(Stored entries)
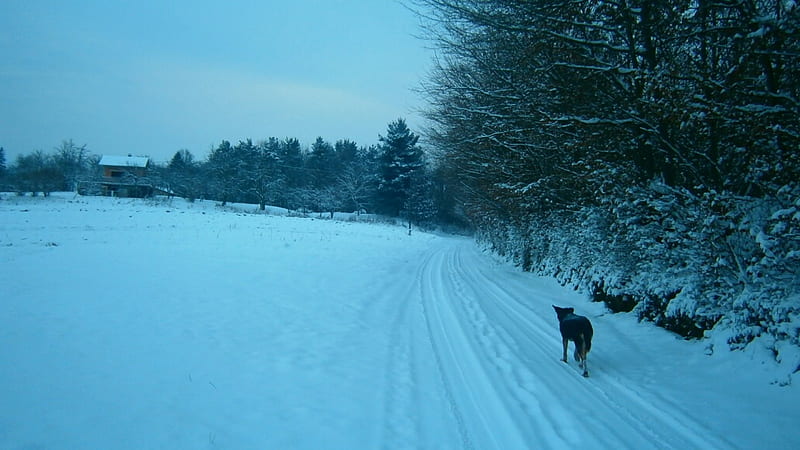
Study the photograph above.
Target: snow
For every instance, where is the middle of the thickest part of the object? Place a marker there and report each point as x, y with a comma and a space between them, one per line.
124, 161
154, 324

---

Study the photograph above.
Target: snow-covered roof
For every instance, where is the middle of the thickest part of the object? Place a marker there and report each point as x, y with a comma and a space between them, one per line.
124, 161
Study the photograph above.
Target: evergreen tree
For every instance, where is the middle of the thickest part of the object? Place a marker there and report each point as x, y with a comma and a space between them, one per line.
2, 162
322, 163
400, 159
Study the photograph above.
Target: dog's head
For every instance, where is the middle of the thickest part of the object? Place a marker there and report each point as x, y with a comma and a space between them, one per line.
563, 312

Stated task | Select each line of the listing above that contains the string "snow", treating uppercase and lowercase letters as distinct.

Finished task |
Target: snow
Target: snow-covered roof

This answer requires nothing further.